===== PASSAGE PROVIDED =====
Advanced typescript 👑
Each one of us wants to be better from day to day and today’s story is about making us better. We will talk about typescript and more advanced topics that should help us write better code in the future.
What you will learn
As const assertions
Assertions are a way to make variables more specific regardless of their inferred type. One of them is as const assertions, which make our variable readonly.
const numbers = [1,2,3] as const;
//Cannot assign to '0' because it is a read-only property.ts(2540)
numbers[0] = 1;
Above we want to change the value of the first element of the array. The compilator will raise the error. The same story will be with objects.
const test = {test: 'test'} as const;
//Cannot assign to 'test' because it is a read-only property.ts(2540)
test.test = 'test2';
We have to be aware that this assertion works only in compilation time, at runtime we can still change the value,
to be sure that the object is immutable we have to call also Object.freeze
method.
Satisfies Keyword
Sometimes we want to ensure that the object contains only desirable elements, but on the other end, we want to let the typescript infer a specific value.
type Colors = "red" | "green" | "blue";
type RGB = [red: number, green: number, blue: number]
const colors: Record<Colors, string | RGB> = {
red: "red",
green: "green",
blue: [0,0,255]
}
//Property 'toUpperCase' does not exist on type 'string | RGB'. Property 'toUpperCase' does not exist on type 'RGB'.ts(2339)
const testString = colors.red.toUpperCase();
const testArray = colors.blue;
The above example will raise an error because typescript doesn’t know if the property is string or array. To fix this we can do the casting.
const testString = (colors.red as string).toUpperCase();
but it doesn’t look good. What we can do instead is to use satisfies Keyword.
type Colors = "red" | "green" | "blue";
type RGB = [red: number, green: number, blue: number]
const colors = {
red: "red",
green: "green",
blue: [0,0,255]
} satisfies Record<Colors, string | RGB>
const testString = colors.red.toUpperCase();
const testArray = colors.blue;
in that way, we check only if the object is built using available types.
Generic Types
Generic types allow you to write functions and classes that can work with multiple data types.
function getAge<T>(age: T): T {
return age;
}
const testString = getAge("25").toUpperCase();
const testNumber = getAge(25);
class Pair<T,V> {
private first: T;
private second: V;
constructor(first: T, second: V){
this.first = first;
this.second = second;
}
getValues(){
return `${this.first} ${this.second}`
}
}
const pair = new Pair<string, string>("first", "second");
const pair2 = new Pair<number, number>(1, 2);
We can constraint generic to a specific group of objects using extends Keyword.
=====
*TASKS:*
• a. In the TypeScript article, turn the paragraph that begins "Assertions are a way" into a short bulleted list that keeps its main facts.
• b. Print the TypeScript article verbatim from "test.test = 'test2';" up to and including "a specific value.".
Work only from the TypeScript article.
===== EXTRACTED INFORMATION =====
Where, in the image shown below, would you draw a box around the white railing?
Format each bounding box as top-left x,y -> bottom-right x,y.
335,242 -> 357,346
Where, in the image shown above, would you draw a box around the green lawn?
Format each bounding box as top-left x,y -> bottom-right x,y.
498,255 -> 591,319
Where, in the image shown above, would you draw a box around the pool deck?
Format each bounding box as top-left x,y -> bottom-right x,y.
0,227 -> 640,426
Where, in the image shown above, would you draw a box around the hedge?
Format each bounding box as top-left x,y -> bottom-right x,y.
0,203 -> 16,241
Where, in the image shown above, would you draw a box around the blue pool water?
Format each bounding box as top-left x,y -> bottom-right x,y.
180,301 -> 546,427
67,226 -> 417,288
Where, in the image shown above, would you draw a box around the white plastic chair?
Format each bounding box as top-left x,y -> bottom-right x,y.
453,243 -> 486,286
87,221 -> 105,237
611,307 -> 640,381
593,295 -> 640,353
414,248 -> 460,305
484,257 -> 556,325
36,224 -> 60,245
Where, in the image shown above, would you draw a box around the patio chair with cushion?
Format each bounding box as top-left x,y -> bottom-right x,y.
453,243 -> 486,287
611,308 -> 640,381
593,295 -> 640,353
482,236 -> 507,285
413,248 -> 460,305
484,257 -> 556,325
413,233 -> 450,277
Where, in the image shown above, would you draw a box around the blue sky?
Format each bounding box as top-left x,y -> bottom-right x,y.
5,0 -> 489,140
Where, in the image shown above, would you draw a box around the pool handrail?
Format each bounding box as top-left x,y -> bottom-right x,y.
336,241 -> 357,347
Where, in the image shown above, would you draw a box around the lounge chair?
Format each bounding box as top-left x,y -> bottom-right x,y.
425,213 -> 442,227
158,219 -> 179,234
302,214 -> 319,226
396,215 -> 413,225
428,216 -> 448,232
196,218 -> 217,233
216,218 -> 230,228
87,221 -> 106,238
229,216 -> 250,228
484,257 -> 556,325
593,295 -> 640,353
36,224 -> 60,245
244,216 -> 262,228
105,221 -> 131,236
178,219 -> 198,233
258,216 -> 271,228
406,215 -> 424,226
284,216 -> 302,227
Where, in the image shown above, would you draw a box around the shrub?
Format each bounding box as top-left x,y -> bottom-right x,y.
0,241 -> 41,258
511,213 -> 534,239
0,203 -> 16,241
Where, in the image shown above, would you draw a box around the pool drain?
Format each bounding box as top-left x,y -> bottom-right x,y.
=====
*LIST OF SOLUTIONS:*
• a.
- Assertions make variables more specific regardless of their inferred type.
- One kind of assertion is the as const assertion.
- An as const assertion makes a variable readonly.

• b.
test.test = 'test2';
We have to be aware that this assertion works only in compilation time, at runtime we can still change the value,
to be sure that the object is immutable we have to call also Object.freeze
method.
Satisfies Keyword
Sometimes we want to ensure that the object contains only desirable elements, but on the other end, we want to let the typescript infer a specific value.